Conventional fishing cannot meet the growing demand for omega-3 oil for human consumption.
That is why a research team from DTU, led by senior researcher Ann-Dorit Moltke Sørensen, is investigating whether two unwanted species—starfish, of which there are too many, and the invasive black-mouthed goby—can be used as sustainable sources of fish oil containing omega-3 fatty acids.
Long-chain omega-3 fatty acids keep the human heart, brain, and cells healthy. They are found primarily in fish, where they are bound in the fats.
The researchers have made the most progress in studying starfish, which have a high content of the valuable phospholipids. Omega-3 fatty acids bound in phospholipids are considered to be of particularly high quality because they are generally more easily absorbed by the body compared to omega-3 fatty acids bound in triglycerides—which are also found in starfish.
Traditionally, fish oil is extracted by applying high heat and pressure to the fish, so that the fats are extracted as oil. However, this method is energy-intensive and ineffective because phospholipids cannot be extracted using heat and pressing alone.
Supercritical CO2 extraction
Instead, the research team uses supercritical CO2 extraction, in which carbon dioxide is subjected to sufficiently high pressure and an appropriately high temperature so that it behaves as both a gas and a liquid. This allows CO2 to penetrate the raw material as a gas and effectively dissolve and extract fats as a liquid—including phospholipids when the method is used with ethanol as a solvent.
The method is carried out at moderate temperatures and with short processing times and is therefore considered by researchers to be more environmentally friendly, energy-efficient, and gentler on the product than the traditional method.
Unfortunately, the method has so far only extracted 10 percent of the particularly valuable phospholipids at the pilot scale. This contrasts with laboratory experiments, where various modifications to the process have made it possible to extract all omega-3 fatty acids—both those bound in triglycerides and those in phospholipids.
The researchers expect to solve the problem in the future by using custom-built equipment where the settings can be precisely tailored to the raw material.
There is still hope
In addition to the limited extraction of phospholipids, the process is not yet as climate-friendly as desired because the current process has not been optimized for industrial scale. However, the project has provided valuable insights, and the potential remains, emphasizes Ann-Dorit Moltke Sørensen.
"I am confident that we can make the process more sustainable by capturing and reusing the CO2 and ethanol we use. At the same time, I believe that with customized equipment, we can extract more omega-3 fatty acids from starfish, so they can become a new and sustainable source of omega-3," she says.
The project was carried out in collaboration with industry partners Nordic Marine Nutrition and Sea Longevity.
◆ ◆ ◆ ◆ ◆ ◆ ◆
THE TASK ::
Update the starfish omega-3 text between "Traditionally, fish oil" and "as a solvent.", inclusive, replacing "fish oil" with "marine oil".
◆ ◆ ◆ ◆ ◆ ◆ ◆
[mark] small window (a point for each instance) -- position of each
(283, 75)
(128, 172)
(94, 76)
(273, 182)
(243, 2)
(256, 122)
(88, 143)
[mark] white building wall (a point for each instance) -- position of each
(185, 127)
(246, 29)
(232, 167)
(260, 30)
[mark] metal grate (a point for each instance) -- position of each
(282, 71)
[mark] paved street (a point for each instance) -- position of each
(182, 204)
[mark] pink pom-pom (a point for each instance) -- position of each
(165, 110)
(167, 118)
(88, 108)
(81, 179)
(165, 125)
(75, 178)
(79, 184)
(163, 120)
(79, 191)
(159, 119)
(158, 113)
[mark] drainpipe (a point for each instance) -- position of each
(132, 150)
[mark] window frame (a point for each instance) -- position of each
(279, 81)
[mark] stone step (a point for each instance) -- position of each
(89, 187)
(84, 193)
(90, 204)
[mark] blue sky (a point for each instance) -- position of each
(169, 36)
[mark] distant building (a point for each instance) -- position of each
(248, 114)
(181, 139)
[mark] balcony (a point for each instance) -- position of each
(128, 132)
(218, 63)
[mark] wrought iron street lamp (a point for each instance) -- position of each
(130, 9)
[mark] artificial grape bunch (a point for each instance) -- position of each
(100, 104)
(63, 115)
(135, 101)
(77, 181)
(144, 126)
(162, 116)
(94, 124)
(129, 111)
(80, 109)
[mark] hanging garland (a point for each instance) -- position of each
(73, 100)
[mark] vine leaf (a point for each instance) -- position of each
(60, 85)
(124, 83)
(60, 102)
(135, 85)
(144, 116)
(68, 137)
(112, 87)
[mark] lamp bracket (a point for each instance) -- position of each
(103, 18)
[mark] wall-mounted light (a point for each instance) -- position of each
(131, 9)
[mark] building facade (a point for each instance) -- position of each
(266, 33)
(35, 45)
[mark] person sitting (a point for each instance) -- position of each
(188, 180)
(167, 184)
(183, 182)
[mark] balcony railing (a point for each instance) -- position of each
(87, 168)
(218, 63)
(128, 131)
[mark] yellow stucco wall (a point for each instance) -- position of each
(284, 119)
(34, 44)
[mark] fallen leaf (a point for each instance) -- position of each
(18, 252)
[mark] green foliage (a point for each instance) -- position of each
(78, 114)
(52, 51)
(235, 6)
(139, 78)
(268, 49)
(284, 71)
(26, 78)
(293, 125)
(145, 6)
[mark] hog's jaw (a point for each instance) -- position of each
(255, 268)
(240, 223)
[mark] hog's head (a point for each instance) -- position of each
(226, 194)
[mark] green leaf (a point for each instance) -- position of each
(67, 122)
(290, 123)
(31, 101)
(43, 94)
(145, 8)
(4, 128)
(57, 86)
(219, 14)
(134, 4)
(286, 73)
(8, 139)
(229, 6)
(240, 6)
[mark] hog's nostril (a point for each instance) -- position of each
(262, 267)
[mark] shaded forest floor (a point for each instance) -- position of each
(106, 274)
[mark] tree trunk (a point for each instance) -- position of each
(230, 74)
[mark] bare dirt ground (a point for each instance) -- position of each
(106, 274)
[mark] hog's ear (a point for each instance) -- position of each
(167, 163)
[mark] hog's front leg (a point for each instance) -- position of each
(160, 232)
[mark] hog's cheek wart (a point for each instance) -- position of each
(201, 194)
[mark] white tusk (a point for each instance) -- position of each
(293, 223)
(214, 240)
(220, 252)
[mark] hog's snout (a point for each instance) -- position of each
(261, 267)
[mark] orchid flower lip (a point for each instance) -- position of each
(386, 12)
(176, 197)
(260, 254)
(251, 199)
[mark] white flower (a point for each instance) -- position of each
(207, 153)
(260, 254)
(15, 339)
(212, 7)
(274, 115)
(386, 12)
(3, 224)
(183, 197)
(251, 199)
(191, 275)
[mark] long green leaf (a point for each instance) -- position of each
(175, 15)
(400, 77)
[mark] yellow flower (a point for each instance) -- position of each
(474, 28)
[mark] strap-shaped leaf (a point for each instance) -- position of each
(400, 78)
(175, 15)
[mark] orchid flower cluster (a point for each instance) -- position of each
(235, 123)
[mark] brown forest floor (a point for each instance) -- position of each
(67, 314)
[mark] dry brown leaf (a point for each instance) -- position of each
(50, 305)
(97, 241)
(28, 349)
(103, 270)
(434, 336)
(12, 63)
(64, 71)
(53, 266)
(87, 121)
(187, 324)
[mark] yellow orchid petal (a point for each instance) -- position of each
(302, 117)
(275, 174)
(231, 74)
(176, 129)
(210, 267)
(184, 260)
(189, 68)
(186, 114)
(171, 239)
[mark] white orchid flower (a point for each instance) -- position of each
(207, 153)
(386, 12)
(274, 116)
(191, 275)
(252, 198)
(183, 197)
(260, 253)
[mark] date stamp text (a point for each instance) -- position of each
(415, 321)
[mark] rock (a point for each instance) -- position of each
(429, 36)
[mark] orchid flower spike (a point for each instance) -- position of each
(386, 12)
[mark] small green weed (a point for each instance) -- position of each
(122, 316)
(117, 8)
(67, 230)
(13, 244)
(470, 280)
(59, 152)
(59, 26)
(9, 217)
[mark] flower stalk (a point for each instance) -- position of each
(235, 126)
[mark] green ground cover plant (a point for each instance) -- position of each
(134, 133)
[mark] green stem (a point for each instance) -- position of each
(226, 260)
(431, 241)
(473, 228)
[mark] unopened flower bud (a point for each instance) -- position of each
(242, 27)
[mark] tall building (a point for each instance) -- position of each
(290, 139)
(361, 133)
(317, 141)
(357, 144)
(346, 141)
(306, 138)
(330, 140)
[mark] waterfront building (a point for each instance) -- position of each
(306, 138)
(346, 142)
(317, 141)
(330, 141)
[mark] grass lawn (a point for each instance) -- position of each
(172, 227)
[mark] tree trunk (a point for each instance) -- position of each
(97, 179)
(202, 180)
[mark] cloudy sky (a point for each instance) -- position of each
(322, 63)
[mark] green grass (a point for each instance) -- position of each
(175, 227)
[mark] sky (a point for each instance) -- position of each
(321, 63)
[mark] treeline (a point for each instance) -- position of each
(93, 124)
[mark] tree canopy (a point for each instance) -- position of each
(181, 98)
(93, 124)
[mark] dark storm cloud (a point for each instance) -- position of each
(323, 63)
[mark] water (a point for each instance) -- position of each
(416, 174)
◆ ◆ ◆ ◆ ◆ ◆ ◆
ANSWER TO THIS EXERCISE ::
Traditionally, marine oil is extracted by applying high heat and pressure to the fish, so that the fats are extracted as oil. However, this method is energy-intensive and ineffective because phospholipids cannot be extracted using heat and pressing alone.
Supercritical CO2 extraction
Instead, the research team uses supercritical CO2 extraction, in which carbon dioxide is subjected to sufficiently high pressure and an appropriately high temperature so that it behaves as both a gas and a liquid. This allows CO2 to penetrate the raw material as a gas and effectively dissolve and extract fats as a liquid—including phospholipids when the method is used with ethanol as a solvent.